▸ Text:
★ ★ ★ ★ ★ ★ ★

Good Afternoon! I am new to DT and have a couple of questions.
I imported about 90 PDF’s. I simply dragged them in bulk to the DT icon. I was unsure how to have the PDF’s be imported via OCR to be able to search them. So once they were imported, I selected them all and then went to Data > Convert > to Searchable PDF.
What I ended up with was (2) copies of the PDF in DT. They both say “PDF + Text.” However, one has yesterdays date, and the other is the original date the PDF was placed on my computer (I assume this is the original at any rate). The size difference is different. For example, I have one PDF + Text that is 253.7 KB (which is the original I assume based on the date stamp), and another PDF-Text that is 4.4 MB with yesterdays date. The two PDF’s also have different number of words, and it is not consistent. For example, in the referenced PDF’s above, the original has 8639 words, and the one with yesterdays date has 8650. However, with another PDF it’s reversed: The original has 9082 words and the same PDF that has yesterdays date has 8743 words.

★ ★ ★ ★ ★ ★ ★

▸ Material provided:
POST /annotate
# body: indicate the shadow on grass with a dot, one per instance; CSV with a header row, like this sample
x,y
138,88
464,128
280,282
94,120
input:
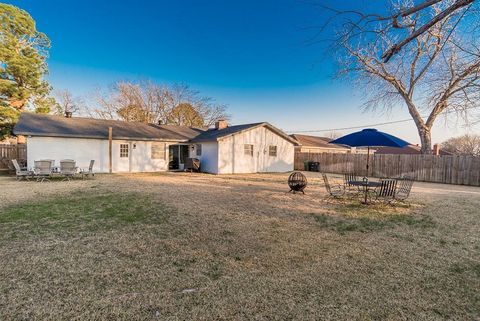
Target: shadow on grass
x,y
355,217
86,212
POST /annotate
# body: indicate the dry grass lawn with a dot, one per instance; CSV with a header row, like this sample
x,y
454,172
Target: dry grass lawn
x,y
201,247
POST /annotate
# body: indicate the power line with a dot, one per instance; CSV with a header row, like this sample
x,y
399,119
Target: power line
x,y
347,128
369,125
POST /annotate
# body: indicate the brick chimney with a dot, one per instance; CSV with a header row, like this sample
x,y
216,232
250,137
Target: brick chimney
x,y
221,124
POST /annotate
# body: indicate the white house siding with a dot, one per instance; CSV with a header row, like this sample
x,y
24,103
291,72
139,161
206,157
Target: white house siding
x,y
232,159
209,157
83,150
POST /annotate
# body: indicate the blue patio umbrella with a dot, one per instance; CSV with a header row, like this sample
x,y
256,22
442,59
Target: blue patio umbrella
x,y
370,137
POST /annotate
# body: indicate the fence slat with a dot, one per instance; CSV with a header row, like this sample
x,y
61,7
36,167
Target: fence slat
x,y
9,152
448,169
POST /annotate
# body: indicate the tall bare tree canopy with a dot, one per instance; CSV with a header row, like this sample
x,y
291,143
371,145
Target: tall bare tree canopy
x,y
23,54
152,103
402,58
463,145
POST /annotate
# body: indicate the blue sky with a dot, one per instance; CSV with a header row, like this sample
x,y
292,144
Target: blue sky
x,y
250,55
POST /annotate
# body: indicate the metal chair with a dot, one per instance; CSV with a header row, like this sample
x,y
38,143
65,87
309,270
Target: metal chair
x,y
88,172
335,190
21,173
42,170
386,191
68,168
404,187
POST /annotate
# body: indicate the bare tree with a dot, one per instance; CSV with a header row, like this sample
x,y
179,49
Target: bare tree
x,y
151,103
438,70
66,102
400,17
463,145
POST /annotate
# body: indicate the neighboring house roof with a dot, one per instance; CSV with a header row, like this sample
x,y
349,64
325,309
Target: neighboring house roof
x,y
213,134
31,124
407,150
316,141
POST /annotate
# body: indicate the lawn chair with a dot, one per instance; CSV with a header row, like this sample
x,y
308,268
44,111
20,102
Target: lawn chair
x,y
43,170
386,191
335,190
347,179
404,186
68,169
21,172
88,172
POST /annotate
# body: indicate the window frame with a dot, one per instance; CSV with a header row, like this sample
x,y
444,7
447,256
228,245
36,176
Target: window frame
x,y
275,149
157,145
248,149
124,150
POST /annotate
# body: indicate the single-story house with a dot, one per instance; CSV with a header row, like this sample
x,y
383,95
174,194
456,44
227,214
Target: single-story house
x,y
409,150
316,144
118,146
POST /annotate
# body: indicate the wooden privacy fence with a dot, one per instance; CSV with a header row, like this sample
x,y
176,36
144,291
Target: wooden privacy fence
x,y
462,170
9,152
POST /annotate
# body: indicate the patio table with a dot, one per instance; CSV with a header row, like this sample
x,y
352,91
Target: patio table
x,y
367,185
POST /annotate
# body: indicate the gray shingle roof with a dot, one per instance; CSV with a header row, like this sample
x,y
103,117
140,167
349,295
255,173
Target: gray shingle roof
x,y
216,134
59,126
31,124
213,134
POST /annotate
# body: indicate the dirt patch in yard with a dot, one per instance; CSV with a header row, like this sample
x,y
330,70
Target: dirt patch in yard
x,y
236,247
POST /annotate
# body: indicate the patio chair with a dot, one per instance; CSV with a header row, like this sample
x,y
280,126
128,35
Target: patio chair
x,y
42,170
386,191
21,172
334,190
88,172
68,169
404,187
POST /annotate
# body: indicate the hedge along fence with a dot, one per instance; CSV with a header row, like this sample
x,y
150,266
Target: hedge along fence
x,y
461,170
9,152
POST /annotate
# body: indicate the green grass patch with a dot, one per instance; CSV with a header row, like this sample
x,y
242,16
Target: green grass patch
x,y
85,212
343,224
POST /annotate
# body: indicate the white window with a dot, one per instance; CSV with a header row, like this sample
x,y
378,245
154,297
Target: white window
x,y
272,151
123,150
158,151
248,149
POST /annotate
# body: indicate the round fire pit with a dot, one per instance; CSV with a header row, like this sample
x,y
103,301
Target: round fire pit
x,y
297,182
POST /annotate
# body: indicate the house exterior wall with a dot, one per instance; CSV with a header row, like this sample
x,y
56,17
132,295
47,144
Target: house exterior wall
x,y
232,158
208,158
83,150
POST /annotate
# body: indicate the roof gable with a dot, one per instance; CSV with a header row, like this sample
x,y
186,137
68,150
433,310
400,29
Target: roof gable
x,y
58,126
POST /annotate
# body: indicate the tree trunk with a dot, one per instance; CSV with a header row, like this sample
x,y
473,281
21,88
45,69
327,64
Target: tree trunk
x,y
426,140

★ ★ ★ ★ ★ ★ ★

▸ Required tasks:
A. Summarize the forum post about converting PDFs in two sentences.
B. In the forum post about converting PDFs, how large is the copy with yesterday's date in the first example?
C. Carry on the forum post about converting PDFs, starting after its final sentence.
The entries come from a separate source.

▸ Outputs:
A. The writer, new to DT, imported about 90 PDFs by dragging them in bulk onto the DT icon, then selected them all and used Data > Convert > to Searchable PDF to make them searchable. This left two copies of each PDF, both labeled "PDF + Text," which differ in date, file size and word count, and which copy has more words is not consistent.

B. 4.4 MB.

C.
I’m confused as to how the word counts are different (in general) and inconsistent across original PDF’s and those that are the same but dated yesterday. I also don’t need them both and I’m unclear why this occurred and which one I should keep. Could you advise what I did wrong? Ironically, when I ask DT to see if these are duplicates, it doesn’t see the double-PDF’s that way–though clearly they are except one is much larger in size with a different word count.
If the import only says PDF, is it fair to assume it has not been OCR’d? I tried selecting Convert > to Searchable PDF, but it remained saying in the “kind” it was only a PDF. Can you advise?
What is the best way to import existing PDF’s from my HD into DT, and have them automatically imported so they’re searchable (using OCR)?
What is the pro/con’s of having one, massive DT db, and use groups for different things (e.g., journal articles, GTD reference, personal finances (i.e., tax returns, receipts, etc), versus, multiple databases (e.g, db for all research/journal articles, a separate db for GTD reference stuff, a separate db for personal finances, etc?
Finally, if I import an entire folder of documents, does the folder become a group by default or do I need to select the folder and tell DT it is a group?
In advance, many thanks for your help!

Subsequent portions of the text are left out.